GOAL OF THE EXERCISE: Your task is to copy the listing exactly, with the pictures left out.

━━━━━━━━━━━━━━━━━━━━━━━━━━━━━━

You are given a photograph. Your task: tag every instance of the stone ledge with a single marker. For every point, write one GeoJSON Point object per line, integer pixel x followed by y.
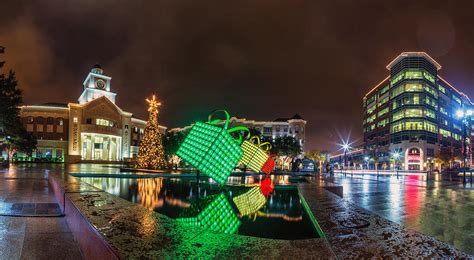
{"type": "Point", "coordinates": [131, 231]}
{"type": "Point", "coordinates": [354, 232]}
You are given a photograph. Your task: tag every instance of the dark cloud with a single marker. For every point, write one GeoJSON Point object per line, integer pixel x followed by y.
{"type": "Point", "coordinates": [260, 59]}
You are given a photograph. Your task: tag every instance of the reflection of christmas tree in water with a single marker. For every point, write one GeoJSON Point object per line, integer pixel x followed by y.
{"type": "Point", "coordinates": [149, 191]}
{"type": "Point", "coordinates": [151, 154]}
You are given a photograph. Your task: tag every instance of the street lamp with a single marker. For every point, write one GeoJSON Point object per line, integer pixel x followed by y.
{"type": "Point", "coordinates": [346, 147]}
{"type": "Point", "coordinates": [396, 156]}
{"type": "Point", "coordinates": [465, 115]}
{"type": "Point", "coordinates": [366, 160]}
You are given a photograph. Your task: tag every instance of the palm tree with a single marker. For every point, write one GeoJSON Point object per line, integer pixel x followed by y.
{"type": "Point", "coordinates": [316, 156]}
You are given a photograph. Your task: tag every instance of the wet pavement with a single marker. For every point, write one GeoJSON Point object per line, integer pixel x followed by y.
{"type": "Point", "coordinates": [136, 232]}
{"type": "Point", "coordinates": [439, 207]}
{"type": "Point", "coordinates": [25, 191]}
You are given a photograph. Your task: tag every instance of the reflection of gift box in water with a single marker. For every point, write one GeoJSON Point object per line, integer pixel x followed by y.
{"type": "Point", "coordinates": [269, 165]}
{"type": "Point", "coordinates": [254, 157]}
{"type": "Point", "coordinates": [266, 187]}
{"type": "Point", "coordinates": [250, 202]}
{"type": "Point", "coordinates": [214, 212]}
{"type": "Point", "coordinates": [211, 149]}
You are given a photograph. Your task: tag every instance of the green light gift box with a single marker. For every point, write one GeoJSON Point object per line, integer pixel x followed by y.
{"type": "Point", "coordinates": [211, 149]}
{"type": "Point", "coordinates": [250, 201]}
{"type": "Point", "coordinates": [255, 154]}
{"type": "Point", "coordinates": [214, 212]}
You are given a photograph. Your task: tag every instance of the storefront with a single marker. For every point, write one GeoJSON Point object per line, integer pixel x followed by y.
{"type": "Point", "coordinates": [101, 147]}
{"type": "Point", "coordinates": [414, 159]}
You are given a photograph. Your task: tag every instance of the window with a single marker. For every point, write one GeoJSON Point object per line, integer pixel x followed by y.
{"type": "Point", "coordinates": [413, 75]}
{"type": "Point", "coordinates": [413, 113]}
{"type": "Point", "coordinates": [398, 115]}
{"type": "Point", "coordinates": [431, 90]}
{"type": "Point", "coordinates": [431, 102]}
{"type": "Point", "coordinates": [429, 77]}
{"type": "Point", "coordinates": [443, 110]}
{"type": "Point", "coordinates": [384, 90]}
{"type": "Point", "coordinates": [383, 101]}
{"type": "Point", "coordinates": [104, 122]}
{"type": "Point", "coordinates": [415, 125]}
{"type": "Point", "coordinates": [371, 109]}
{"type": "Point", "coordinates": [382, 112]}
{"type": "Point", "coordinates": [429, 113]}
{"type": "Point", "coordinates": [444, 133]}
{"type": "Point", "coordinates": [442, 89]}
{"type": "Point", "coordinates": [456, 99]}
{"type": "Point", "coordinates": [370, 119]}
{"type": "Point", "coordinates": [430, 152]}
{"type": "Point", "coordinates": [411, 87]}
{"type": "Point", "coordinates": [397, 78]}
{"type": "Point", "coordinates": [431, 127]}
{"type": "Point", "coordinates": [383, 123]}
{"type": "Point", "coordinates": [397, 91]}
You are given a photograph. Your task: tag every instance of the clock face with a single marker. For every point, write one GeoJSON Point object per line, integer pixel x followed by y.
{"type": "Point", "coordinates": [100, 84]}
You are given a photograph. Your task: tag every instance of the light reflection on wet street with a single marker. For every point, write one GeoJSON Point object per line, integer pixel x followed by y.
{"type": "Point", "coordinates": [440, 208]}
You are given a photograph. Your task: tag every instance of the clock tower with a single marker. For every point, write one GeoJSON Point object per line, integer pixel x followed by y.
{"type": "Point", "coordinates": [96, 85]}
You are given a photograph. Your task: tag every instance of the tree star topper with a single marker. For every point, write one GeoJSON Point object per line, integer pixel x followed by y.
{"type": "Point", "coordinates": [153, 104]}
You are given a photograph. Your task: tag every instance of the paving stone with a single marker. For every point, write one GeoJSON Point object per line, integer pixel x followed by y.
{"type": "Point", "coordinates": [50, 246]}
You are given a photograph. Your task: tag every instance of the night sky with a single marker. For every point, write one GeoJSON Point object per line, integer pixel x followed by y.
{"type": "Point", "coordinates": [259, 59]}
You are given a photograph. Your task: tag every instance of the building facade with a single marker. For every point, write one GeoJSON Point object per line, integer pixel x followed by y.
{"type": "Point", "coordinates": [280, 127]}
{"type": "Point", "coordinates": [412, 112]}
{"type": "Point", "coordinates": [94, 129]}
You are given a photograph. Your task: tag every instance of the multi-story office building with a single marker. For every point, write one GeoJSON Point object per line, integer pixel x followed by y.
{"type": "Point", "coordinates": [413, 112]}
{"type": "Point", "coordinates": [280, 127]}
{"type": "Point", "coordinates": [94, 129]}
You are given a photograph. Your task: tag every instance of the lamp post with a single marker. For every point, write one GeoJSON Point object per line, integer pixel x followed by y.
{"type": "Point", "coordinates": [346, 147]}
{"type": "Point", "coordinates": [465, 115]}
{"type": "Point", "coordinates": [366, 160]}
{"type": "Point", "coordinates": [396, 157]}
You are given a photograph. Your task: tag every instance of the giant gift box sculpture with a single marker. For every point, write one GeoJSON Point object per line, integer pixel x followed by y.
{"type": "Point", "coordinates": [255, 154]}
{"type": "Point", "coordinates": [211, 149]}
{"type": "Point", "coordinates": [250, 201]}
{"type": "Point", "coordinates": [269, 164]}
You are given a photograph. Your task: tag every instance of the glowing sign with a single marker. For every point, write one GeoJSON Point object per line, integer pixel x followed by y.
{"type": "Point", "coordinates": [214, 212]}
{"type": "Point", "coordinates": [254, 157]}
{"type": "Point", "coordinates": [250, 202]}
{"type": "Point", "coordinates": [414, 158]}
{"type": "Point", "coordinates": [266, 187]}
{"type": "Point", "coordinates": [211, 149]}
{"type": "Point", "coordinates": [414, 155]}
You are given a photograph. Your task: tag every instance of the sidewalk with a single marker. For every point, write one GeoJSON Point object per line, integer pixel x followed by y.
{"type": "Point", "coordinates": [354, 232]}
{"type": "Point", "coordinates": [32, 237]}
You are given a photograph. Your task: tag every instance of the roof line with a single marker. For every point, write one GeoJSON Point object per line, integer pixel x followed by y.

━━━━━━━━━━━━━━━━━━━━━━━━━━━━━━

TASK RESULT:
You are given a photograph. Your task: tag every instance of the stone ledge with a single marker. For every point, write one GeoJSON Point object per line, integer pixel x followed by y.
{"type": "Point", "coordinates": [131, 231]}
{"type": "Point", "coordinates": [354, 232]}
You are given a photograph. Your task: tag every instance of the dark cloud with a single marker. For every point, write one GeoJSON Point object per line, integer pixel x followed by y.
{"type": "Point", "coordinates": [260, 59]}
You are given a photograph. Your task: tag every instance of the reflection of christmas tree in water with a single marker. For every point, write one GeoJSON Point object per line, integer pixel x followed by y.
{"type": "Point", "coordinates": [149, 191]}
{"type": "Point", "coordinates": [151, 154]}
You are given a photograph. Your task: tag every instance of the street lamp with a single marker. For every point, write one GeoJSON Point object per line, integer pixel x followed by y.
{"type": "Point", "coordinates": [346, 147]}
{"type": "Point", "coordinates": [396, 156]}
{"type": "Point", "coordinates": [465, 115]}
{"type": "Point", "coordinates": [366, 160]}
You are given a photograph. Your task: tag every instance of the palm tree with a single marker. For every point, write one GeoJSON Point object per line, integer pixel x followed by y.
{"type": "Point", "coordinates": [316, 156]}
You are given a photograph. Your task: tag every instance of the wet pavement with a single marker. For every point, write one GeoJSON Point object per line, integer pixel x followed by y.
{"type": "Point", "coordinates": [136, 232]}
{"type": "Point", "coordinates": [439, 207]}
{"type": "Point", "coordinates": [25, 191]}
You are given a photograph. Your task: tag every instance of the reflection of gift box in water with a single marker. For every point, write one GeoJSON Point object per line, integer pixel x followed by y.
{"type": "Point", "coordinates": [269, 165]}
{"type": "Point", "coordinates": [254, 157]}
{"type": "Point", "coordinates": [266, 187]}
{"type": "Point", "coordinates": [250, 202]}
{"type": "Point", "coordinates": [214, 212]}
{"type": "Point", "coordinates": [211, 149]}
You are given a photograph. Your task: tag every instance of the green light gift box with a single marker. For every point, write one GeoJSON Point object per line, integer pixel x followed by y.
{"type": "Point", "coordinates": [211, 149]}
{"type": "Point", "coordinates": [250, 201]}
{"type": "Point", "coordinates": [255, 154]}
{"type": "Point", "coordinates": [214, 212]}
You are given a photograph. Your task: tag every instance of the storefront with a single marker. For every point, write one GeoJSON Point object per line, integer pixel x followed by y.
{"type": "Point", "coordinates": [101, 147]}
{"type": "Point", "coordinates": [414, 159]}
You are given a photograph. Your task: tag every instance of the window with a single marker. For every point, write one GeoJSON Point object per line, integer pixel x followed by y.
{"type": "Point", "coordinates": [413, 75]}
{"type": "Point", "coordinates": [413, 113]}
{"type": "Point", "coordinates": [398, 115]}
{"type": "Point", "coordinates": [431, 90]}
{"type": "Point", "coordinates": [431, 102]}
{"type": "Point", "coordinates": [429, 77]}
{"type": "Point", "coordinates": [443, 110]}
{"type": "Point", "coordinates": [384, 90]}
{"type": "Point", "coordinates": [383, 101]}
{"type": "Point", "coordinates": [104, 122]}
{"type": "Point", "coordinates": [415, 125]}
{"type": "Point", "coordinates": [371, 109]}
{"type": "Point", "coordinates": [382, 112]}
{"type": "Point", "coordinates": [429, 113]}
{"type": "Point", "coordinates": [444, 133]}
{"type": "Point", "coordinates": [442, 89]}
{"type": "Point", "coordinates": [456, 99]}
{"type": "Point", "coordinates": [370, 119]}
{"type": "Point", "coordinates": [430, 152]}
{"type": "Point", "coordinates": [411, 87]}
{"type": "Point", "coordinates": [397, 78]}
{"type": "Point", "coordinates": [431, 127]}
{"type": "Point", "coordinates": [383, 123]}
{"type": "Point", "coordinates": [397, 91]}
You are given a photograph. Your task: tag every instance of the clock face with a single marker. For every point, write one GeoJSON Point object per line, integer pixel x followed by y.
{"type": "Point", "coordinates": [100, 84]}
You are given a photograph. Your task: tag every instance of the light reflection on wet street with a single marker. For every point, write one GeoJSON Point object per line, integer pixel x followed by y.
{"type": "Point", "coordinates": [440, 208]}
You are given a photograph. Your task: tag every instance of the clock tower with a single marker. For every point, write one GeoJSON Point object per line, integer pixel x followed by y.
{"type": "Point", "coordinates": [96, 85]}
You are given a photograph. Your task: tag every instance of the tree star topper with a single marker. For every point, write one GeoJSON Point object per line, integer pixel x followed by y.
{"type": "Point", "coordinates": [153, 104]}
You are given a photograph. Your task: tag every instance of the paving stone with a single marker. For every point, write one GeoJSON Point object per line, integer pixel x followed by y.
{"type": "Point", "coordinates": [50, 246]}
You are given a photograph. Your task: tag every instance of the night sky with a single marker. For every point, write one GeoJSON Point object per line, integer pixel x followed by y.
{"type": "Point", "coordinates": [259, 59]}
You are given a photograph. Your task: tag every instance of the building facade with a single marker. For every point, write one GeoJSON Point object per line, integer pixel x followed by y.
{"type": "Point", "coordinates": [280, 127]}
{"type": "Point", "coordinates": [412, 112]}
{"type": "Point", "coordinates": [94, 129]}
You are given a photograph. Your task: tag every instance of the multi-story office building with a single marker. For every point, write one GeoJSON Point object per line, integer pixel x followed by y.
{"type": "Point", "coordinates": [413, 112]}
{"type": "Point", "coordinates": [280, 127]}
{"type": "Point", "coordinates": [94, 129]}
You are given a photograph. Your task: tag every instance of the lamp post with a single marker. For every point, write one GeoJSON Point object per line, integer pixel x followed by y.
{"type": "Point", "coordinates": [346, 147]}
{"type": "Point", "coordinates": [465, 115]}
{"type": "Point", "coordinates": [366, 160]}
{"type": "Point", "coordinates": [396, 157]}
You are given a photograph. Your task: tag every instance of the giant gift box sculpture with a single marker. For every point, write one GeoJSON Point object per line, integer pixel x followed by y.
{"type": "Point", "coordinates": [255, 154]}
{"type": "Point", "coordinates": [211, 149]}
{"type": "Point", "coordinates": [250, 201]}
{"type": "Point", "coordinates": [269, 164]}
You are given a photograph. Your task: tag every instance of the glowing sign with a single marker. For every point, write one GeoJSON Point object per line, integer pixel x followed by y.
{"type": "Point", "coordinates": [214, 212]}
{"type": "Point", "coordinates": [254, 157]}
{"type": "Point", "coordinates": [250, 202]}
{"type": "Point", "coordinates": [414, 158]}
{"type": "Point", "coordinates": [266, 187]}
{"type": "Point", "coordinates": [211, 149]}
{"type": "Point", "coordinates": [414, 155]}
You are given a photograph. Your task: tag every instance of the sidewalk with a single marker. For every point, write one GeoJSON Point object per line, integer pixel x followed by y.
{"type": "Point", "coordinates": [354, 232]}
{"type": "Point", "coordinates": [32, 237]}
You are given a photograph. Your task: tag every instance of the roof line with a single marker. For every point, write one GeoJSON Point object per line, integer pixel x followed by y.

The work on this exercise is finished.